BEGIN DATA
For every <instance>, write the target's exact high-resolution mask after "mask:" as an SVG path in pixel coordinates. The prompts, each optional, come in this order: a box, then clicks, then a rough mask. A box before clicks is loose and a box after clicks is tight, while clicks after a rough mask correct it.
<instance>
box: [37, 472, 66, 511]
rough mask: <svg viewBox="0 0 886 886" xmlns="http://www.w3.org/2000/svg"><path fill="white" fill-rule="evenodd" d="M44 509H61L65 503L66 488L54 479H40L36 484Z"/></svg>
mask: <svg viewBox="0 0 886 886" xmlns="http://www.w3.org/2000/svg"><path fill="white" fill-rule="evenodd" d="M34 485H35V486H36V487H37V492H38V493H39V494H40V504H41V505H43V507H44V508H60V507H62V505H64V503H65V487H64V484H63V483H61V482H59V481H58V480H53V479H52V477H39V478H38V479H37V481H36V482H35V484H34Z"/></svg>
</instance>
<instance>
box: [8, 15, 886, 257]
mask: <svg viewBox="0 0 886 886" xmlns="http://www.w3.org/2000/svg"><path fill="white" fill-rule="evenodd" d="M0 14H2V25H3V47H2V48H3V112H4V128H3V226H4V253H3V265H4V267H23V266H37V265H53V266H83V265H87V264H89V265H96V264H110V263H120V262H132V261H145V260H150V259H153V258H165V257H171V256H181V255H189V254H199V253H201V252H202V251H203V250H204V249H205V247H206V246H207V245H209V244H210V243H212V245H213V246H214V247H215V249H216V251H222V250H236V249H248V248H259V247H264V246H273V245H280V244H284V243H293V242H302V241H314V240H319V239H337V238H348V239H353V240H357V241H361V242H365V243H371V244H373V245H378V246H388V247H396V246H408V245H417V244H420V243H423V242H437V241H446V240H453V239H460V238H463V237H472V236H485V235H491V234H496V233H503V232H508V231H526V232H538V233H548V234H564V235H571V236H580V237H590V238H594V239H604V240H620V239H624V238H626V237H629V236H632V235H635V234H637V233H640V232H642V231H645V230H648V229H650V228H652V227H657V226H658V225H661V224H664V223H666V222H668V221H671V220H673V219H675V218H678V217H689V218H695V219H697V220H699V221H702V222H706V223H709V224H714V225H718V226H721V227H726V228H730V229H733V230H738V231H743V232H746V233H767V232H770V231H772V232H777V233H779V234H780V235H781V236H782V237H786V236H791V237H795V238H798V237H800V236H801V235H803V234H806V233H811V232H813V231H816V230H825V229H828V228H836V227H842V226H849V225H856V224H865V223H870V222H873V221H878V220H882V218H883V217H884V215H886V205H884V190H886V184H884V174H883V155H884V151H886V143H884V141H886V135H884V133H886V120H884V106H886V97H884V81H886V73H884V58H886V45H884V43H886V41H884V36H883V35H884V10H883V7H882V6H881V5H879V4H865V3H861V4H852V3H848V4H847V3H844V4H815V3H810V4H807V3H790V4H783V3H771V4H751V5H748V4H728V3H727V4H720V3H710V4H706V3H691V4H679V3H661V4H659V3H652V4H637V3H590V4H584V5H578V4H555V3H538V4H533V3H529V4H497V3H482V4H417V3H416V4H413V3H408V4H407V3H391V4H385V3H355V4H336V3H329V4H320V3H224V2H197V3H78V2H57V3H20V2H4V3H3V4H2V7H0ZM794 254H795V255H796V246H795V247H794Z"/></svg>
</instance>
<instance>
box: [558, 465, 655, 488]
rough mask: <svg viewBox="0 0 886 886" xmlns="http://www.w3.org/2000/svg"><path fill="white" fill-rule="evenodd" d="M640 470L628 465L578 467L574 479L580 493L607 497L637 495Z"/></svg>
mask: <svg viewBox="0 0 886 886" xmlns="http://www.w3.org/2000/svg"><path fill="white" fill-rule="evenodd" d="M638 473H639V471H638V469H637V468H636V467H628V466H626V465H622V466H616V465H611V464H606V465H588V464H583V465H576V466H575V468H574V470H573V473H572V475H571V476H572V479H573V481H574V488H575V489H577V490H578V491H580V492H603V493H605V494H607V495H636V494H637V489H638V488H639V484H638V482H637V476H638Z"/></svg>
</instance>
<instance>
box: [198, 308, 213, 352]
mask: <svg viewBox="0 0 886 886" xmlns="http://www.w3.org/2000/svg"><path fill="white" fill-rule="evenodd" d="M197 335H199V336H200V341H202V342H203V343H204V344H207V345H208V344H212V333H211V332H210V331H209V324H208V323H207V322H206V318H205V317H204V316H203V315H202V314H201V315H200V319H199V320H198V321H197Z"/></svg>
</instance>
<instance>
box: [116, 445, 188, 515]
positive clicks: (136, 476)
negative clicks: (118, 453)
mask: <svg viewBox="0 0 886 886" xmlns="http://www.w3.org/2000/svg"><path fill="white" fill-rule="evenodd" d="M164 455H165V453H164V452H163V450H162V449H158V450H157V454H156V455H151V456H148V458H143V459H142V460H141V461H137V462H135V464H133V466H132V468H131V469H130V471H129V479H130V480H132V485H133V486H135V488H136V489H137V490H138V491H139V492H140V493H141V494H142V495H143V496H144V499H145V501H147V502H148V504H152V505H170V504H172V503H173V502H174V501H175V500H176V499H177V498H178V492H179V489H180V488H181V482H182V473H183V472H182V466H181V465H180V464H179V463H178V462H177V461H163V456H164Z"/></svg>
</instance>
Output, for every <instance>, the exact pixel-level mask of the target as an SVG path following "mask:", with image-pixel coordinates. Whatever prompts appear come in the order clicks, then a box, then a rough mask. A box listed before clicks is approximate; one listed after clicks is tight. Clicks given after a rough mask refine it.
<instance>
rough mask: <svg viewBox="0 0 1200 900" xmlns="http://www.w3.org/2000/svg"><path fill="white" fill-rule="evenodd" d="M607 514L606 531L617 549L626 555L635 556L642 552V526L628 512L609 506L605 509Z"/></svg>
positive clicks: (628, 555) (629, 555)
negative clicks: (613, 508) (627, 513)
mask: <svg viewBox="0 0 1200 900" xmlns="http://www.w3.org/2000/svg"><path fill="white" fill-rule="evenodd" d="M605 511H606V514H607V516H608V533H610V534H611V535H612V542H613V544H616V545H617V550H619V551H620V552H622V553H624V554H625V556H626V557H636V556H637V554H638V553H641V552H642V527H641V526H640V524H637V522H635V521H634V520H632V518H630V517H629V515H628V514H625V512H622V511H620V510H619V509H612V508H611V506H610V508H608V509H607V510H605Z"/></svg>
END DATA
TASK ITEM
All of the data, start to finish: please output it exactly.

OUTPUT FOR THIS TASK
For every <instance>, write the target's exact high-resolution mask after "mask:" as an SVG path in pixel coordinates. The prompts, each optional, come in this order: a box, then clicks, then a rough mask. A box before clicks is loose and a box after clicks is tight, while clicks after a rough mask correct it.
<instance>
box: [37, 472, 66, 511]
rough mask: <svg viewBox="0 0 886 886" xmlns="http://www.w3.org/2000/svg"><path fill="white" fill-rule="evenodd" d="M44 509H61L65 503L66 488L54 479H40L36 484Z"/></svg>
mask: <svg viewBox="0 0 886 886" xmlns="http://www.w3.org/2000/svg"><path fill="white" fill-rule="evenodd" d="M34 485H35V486H36V487H37V492H38V493H39V494H40V504H41V505H43V507H44V508H60V507H62V505H64V503H65V487H64V484H63V483H61V482H59V481H58V480H53V479H52V477H39V478H38V479H37V481H36V482H35V484H34Z"/></svg>
</instance>
<instance>
box: [8, 15, 886, 257]
mask: <svg viewBox="0 0 886 886" xmlns="http://www.w3.org/2000/svg"><path fill="white" fill-rule="evenodd" d="M0 14H2V25H3V47H2V48H3V112H4V128H3V226H4V253H3V265H4V267H23V266H37V265H53V266H83V265H87V264H89V265H96V264H110V263H120V262H132V261H145V260H150V259H153V258H165V257H171V256H181V255H189V254H199V253H201V252H202V251H203V250H204V249H205V247H206V246H207V245H209V244H210V243H212V245H213V246H214V247H215V249H216V251H222V250H236V249H248V248H259V247H264V246H273V245H280V244H284V243H293V242H302V241H314V240H319V239H337V238H348V239H353V240H357V241H361V242H365V243H371V244H373V245H378V246H388V247H396V246H408V245H417V244H420V243H423V242H437V241H446V240H453V239H460V238H463V237H472V236H485V235H491V234H496V233H503V232H508V231H526V232H538V233H548V234H564V235H571V236H580V237H590V238H594V239H604V240H620V239H624V238H626V237H629V236H632V235H635V234H637V233H640V232H642V231H645V230H648V229H650V228H652V227H657V226H658V225H661V224H664V223H666V222H668V221H671V220H673V219H675V218H678V217H689V218H695V219H697V220H699V221H702V222H706V223H709V224H714V225H718V226H721V227H726V228H730V229H733V230H738V231H743V232H746V233H767V232H770V231H772V232H777V233H779V234H780V235H781V236H782V237H786V236H791V237H795V238H798V237H800V236H801V235H803V234H806V233H811V232H813V231H816V230H825V229H828V228H836V227H842V226H849V225H856V224H865V223H870V222H873V221H878V220H882V218H883V217H884V215H886V205H884V190H886V184H884V174H883V155H884V151H886V143H884V141H886V135H884V133H886V120H884V106H886V97H884V81H886V73H884V58H886V45H884V43H886V41H884V36H883V35H884V10H883V7H882V6H881V5H879V4H865V3H861V4H852V3H848V4H847V3H844V4H815V3H810V4H807V3H790V4H783V3H771V4H751V5H748V4H728V3H727V4H720V3H710V4H706V3H691V4H679V3H661V4H659V3H652V4H637V3H590V4H584V5H578V4H555V3H538V4H533V3H529V4H497V3H482V4H417V3H416V4H413V3H408V4H407V3H391V4H385V3H355V4H336V3H329V4H320V3H224V2H197V3H78V2H57V3H20V2H4V3H3V4H2V7H0ZM794 254H795V255H796V246H795V247H794Z"/></svg>
</instance>
<instance>
box: [558, 465, 655, 488]
rough mask: <svg viewBox="0 0 886 886" xmlns="http://www.w3.org/2000/svg"><path fill="white" fill-rule="evenodd" d="M640 470L628 465L578 467L574 479L580 493L607 497L637 495Z"/></svg>
mask: <svg viewBox="0 0 886 886" xmlns="http://www.w3.org/2000/svg"><path fill="white" fill-rule="evenodd" d="M638 473H639V471H638V469H637V468H636V467H628V466H626V465H622V466H616V465H611V464H606V465H588V464H583V465H576V466H575V468H574V470H573V473H572V475H571V476H572V479H573V481H574V488H575V489H577V490H578V491H580V492H603V493H605V494H607V495H636V494H637V489H638V488H639V484H638V482H637V476H638Z"/></svg>
</instance>
<instance>
box: [198, 308, 213, 352]
mask: <svg viewBox="0 0 886 886" xmlns="http://www.w3.org/2000/svg"><path fill="white" fill-rule="evenodd" d="M197 335H199V336H200V341H202V342H203V343H204V344H207V345H208V344H212V333H211V332H210V331H209V324H208V323H207V322H206V318H205V317H204V316H203V315H202V314H201V315H200V319H199V320H198V321H197Z"/></svg>
</instance>
<instance>
box: [116, 445, 188, 515]
positive clicks: (136, 476)
negative clicks: (118, 453)
mask: <svg viewBox="0 0 886 886" xmlns="http://www.w3.org/2000/svg"><path fill="white" fill-rule="evenodd" d="M164 455H165V453H164V452H163V450H162V449H158V450H157V454H156V455H151V456H148V458H143V459H142V460H141V461H137V462H135V464H133V466H132V468H131V469H130V471H129V479H130V480H132V485H133V486H135V488H136V489H137V490H138V491H139V492H140V493H141V494H142V495H143V496H144V499H145V501H147V502H148V504H152V505H170V504H172V503H173V502H174V501H175V500H176V499H177V498H178V492H179V489H180V488H181V482H182V473H183V472H182V466H181V465H180V464H179V463H178V462H177V461H163V456H164Z"/></svg>
</instance>
Output, for every <instance>, the exact pixel-level mask of the target as an SVG path following "mask:", with image-pixel coordinates. Whatever prompts appear come in the order clicks, then a box, then a rough mask. A box listed before clicks is approximate; one listed after clicks is tight. Clicks given after a rough mask refine it.
<instance>
rough mask: <svg viewBox="0 0 1200 900" xmlns="http://www.w3.org/2000/svg"><path fill="white" fill-rule="evenodd" d="M607 514L606 531L617 549L626 555L635 556L642 552V526L628 512L609 506L605 509Z"/></svg>
positive clicks: (628, 555) (629, 555)
negative clicks: (613, 508) (627, 513)
mask: <svg viewBox="0 0 1200 900" xmlns="http://www.w3.org/2000/svg"><path fill="white" fill-rule="evenodd" d="M605 511H606V514H607V516H608V533H610V534H611V535H612V542H613V544H616V545H617V550H619V551H620V552H622V553H624V554H625V556H626V557H636V556H637V554H638V553H641V552H642V527H641V526H640V524H637V522H635V521H634V520H632V518H630V517H629V515H628V514H625V512H622V511H620V510H619V509H612V508H611V506H610V508H608V509H607V510H605Z"/></svg>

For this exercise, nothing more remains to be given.